THE INPUT:
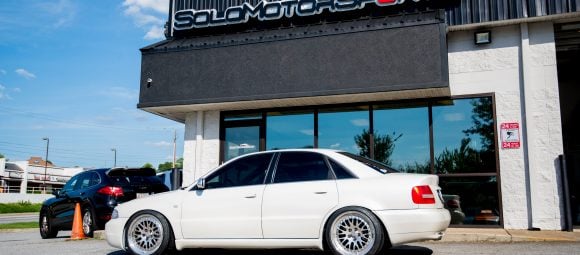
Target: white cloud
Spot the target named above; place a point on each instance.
(25, 74)
(63, 12)
(453, 117)
(149, 15)
(155, 33)
(121, 92)
(159, 144)
(360, 122)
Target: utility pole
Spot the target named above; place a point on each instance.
(115, 160)
(45, 163)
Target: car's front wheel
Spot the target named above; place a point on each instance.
(148, 233)
(88, 222)
(354, 230)
(46, 228)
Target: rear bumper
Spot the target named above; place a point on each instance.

WORK INSTRUCTION:
The records above are to be restated word for word, with every picture left out.

COMPLETED TASK:
Target: white cloud
Spot the target named above; place a point on each instance.
(25, 74)
(63, 12)
(453, 117)
(149, 15)
(155, 33)
(121, 92)
(159, 144)
(360, 122)
Target: utility pole
Spot the target named above; place a point on each instance.
(115, 160)
(45, 163)
Target: car's front wheel
Spot the target named above; place a point on each instance.
(148, 233)
(88, 222)
(354, 230)
(46, 228)
Target: rear bumper
Spot the target named above; place a point on each instance.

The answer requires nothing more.